Copy exactly the lines of the material below that run from the one containing "Target: blue sky" through the one containing "Target: grass field". Copy no other lines.

MATERIAL FOR THIS EXERCISE:

☆ ☆ ☆ ☆ ☆

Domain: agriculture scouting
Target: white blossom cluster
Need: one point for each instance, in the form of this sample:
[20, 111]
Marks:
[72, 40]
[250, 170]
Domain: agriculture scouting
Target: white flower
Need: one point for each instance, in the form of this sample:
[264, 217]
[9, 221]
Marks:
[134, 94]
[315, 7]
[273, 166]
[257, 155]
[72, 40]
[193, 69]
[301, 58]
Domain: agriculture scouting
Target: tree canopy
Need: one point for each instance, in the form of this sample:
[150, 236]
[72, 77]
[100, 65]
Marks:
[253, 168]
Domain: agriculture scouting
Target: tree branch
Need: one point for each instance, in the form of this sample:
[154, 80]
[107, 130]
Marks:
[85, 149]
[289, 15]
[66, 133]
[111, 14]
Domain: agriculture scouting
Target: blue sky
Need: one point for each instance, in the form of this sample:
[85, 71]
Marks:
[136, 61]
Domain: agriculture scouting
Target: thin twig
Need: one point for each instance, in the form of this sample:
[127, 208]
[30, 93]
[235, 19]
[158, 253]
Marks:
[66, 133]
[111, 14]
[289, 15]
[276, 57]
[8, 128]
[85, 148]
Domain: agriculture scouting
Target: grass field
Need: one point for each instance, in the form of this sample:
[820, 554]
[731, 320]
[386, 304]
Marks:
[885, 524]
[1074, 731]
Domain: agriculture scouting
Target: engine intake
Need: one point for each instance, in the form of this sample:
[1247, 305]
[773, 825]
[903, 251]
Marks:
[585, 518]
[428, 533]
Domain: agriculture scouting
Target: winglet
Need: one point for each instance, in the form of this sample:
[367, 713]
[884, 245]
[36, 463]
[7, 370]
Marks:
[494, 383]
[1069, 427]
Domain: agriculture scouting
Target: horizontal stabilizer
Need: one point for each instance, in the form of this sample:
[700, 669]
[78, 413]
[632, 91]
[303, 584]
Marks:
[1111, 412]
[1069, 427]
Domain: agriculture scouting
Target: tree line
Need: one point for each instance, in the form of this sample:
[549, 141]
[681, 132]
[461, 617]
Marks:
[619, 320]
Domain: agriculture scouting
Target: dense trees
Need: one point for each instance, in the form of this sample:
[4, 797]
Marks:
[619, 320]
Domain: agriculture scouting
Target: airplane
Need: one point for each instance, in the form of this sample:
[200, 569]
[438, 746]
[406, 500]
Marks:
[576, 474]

☆ ☆ ☆ ☆ ☆

RESULT FOR THIS TASK:
Target: blue sky
Need: one point for each instance, in the form of this sample:
[85, 71]
Marks:
[136, 61]
Domain: agriculture scouting
Target: thin twig
Need: one point for each instance, in the form of this sample:
[127, 208]
[30, 93]
[235, 19]
[158, 253]
Marks:
[66, 133]
[111, 14]
[289, 15]
[276, 57]
[8, 128]
[85, 148]
Domain: agriculture scouting
Target: grass field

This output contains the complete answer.